#### DOCUMENT SEGMENT
--*--
Footpad disorders in German Shepherds are common and some are thought to be hereditary or congenital conditions. Some of these include pododermatitis, nodular dermatofibrosis, calcinosis circumscripta, cutaneous histiocytosis, systemic histiocytosis, malignant histiocytosis, and eosinophilic granuloma. Some of these cause the foot pads to become very soft and tender, commonly turning into footpads covered with crusty lesions or ulcers. The footpads may bleed after walking on rough or hard surfaces.
Because there are several different footpad disorders, the symptoms can vary greatly, but they all include lesions or other abnormalities of the footpad. Many times, what may seem like a simple scratch or sore on the foot is just a symptom of something else. The signs of each condition are varied, but the most common include:
A physical examination will be performed first, including palpation, vital signs, and auscultation. The veterinarian will also need to have an ypdate of your dog’s recent illnesses and injuries as well as a recount of what symptoms you have seen, if any. Blood and enzyme tests will reveal an increase in the blood enzyme lipase in some cases, some may have marked increases in eosinophils (white blood cells), and others can be completely normal. In all cases, the veterinarian will collect tissue samples for biopsy from several of the lesions. These will be examined under a microscope for evidence of abnormal cells, bacteria, fungi, or parasites. In addition, ultrasound and x-rays will be done to look for other abnormalities.
--*--
#### DATASET EXCERPT
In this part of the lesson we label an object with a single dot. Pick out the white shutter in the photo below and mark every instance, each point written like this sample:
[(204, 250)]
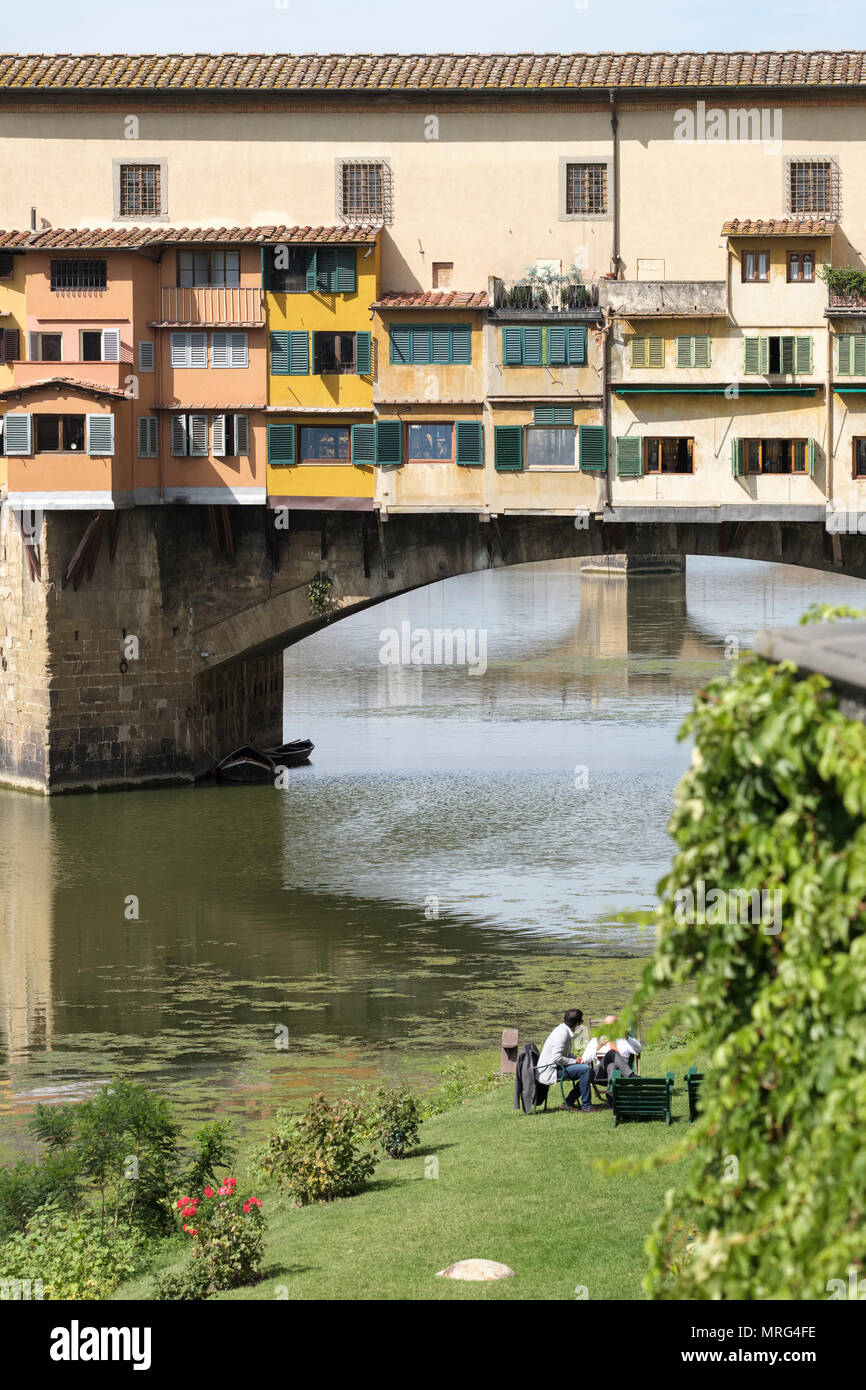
--*--
#### REQUIRED ACTION 1
In the text on footpad disorders in German Shepherds, what can happen to the footpads after the dog walks on rough or hard surfaces?
#### REQUIRED ACTION 2
The text on footpad disorders in German Shepherds says the symptoms can vary greatly. Explain why, and give the one feature they all share.
#### REQUIRED ACTION 3
List every footpad disorder that the text on German Shepherds names.
The lines above are not needed for any of this work.

#### EXERCISE RESPONSE 1
The footpads may bleed.

#### EXERCISE RESPONSE 2
The symptoms vary because there are several different footpad disorders. All of them, however, include lesions or other abnormalities of the footpad.

#### EXERCISE RESPONSE 3
Pododermatitis, nodular dermatofibrosis, calcinosis circumscripta, cutaneous histiocytosis, systemic histiocytosis, malignant histiocytosis, and eosinophilic granuloma.